_Extract provided_
>>>>>

Comment by aredox
2 months ago
>Saying "just text prediction" understates how big a deal that is.
Here on HN we often see posts insisting on the importance of "first principles".
Your embrace of "magic" - an unknown black box who does seemingly wonderful things that usually blow up to one's face and have a hidden cost - is the opposite of that.
LLMs are just text prediction. That's what they are.
>Why can LLMs generally write code that even compiles?
Why can I copy-paste code and it compiles?
Try to use LLM on code there is little training material about - for example PowerQuery or Excel - and you will see it bullshit and fail - even Microsoft's own LLM.
> Why can I copy-paste code and it compiles?
I think phrasing it like that is called "begging the question": you've already skipped past all the intelligence you had to apply to figure out which part of the entire internet constituted "code".
And not just any code, but code in correct language. If I copy-paste C64 Basic into the middle of a .swift file (and not as a string), it isn't going to compile.
And not just in the correct language, but a complete block of it, rather than a fragment.

<<<<<

_Task prompt_
Please retype the part of the LLM discussion running from "Your embrace of" up to and including "opposite of that.".

_Data for analysis_
>>>>>

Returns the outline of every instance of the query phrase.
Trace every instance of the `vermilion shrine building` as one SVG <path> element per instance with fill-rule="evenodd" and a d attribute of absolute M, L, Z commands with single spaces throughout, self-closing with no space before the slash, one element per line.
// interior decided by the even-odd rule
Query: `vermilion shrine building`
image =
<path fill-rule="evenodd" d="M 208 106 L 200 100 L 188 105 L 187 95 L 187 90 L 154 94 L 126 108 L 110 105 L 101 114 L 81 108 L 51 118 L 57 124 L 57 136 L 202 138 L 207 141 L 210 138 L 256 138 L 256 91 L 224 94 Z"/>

<<<<<

_Solution for this task_
Your embrace of "magic" - an unknown black box who does seemingly wonderful things that usually blow up to one's face and have a hidden cost - is the opposite of that.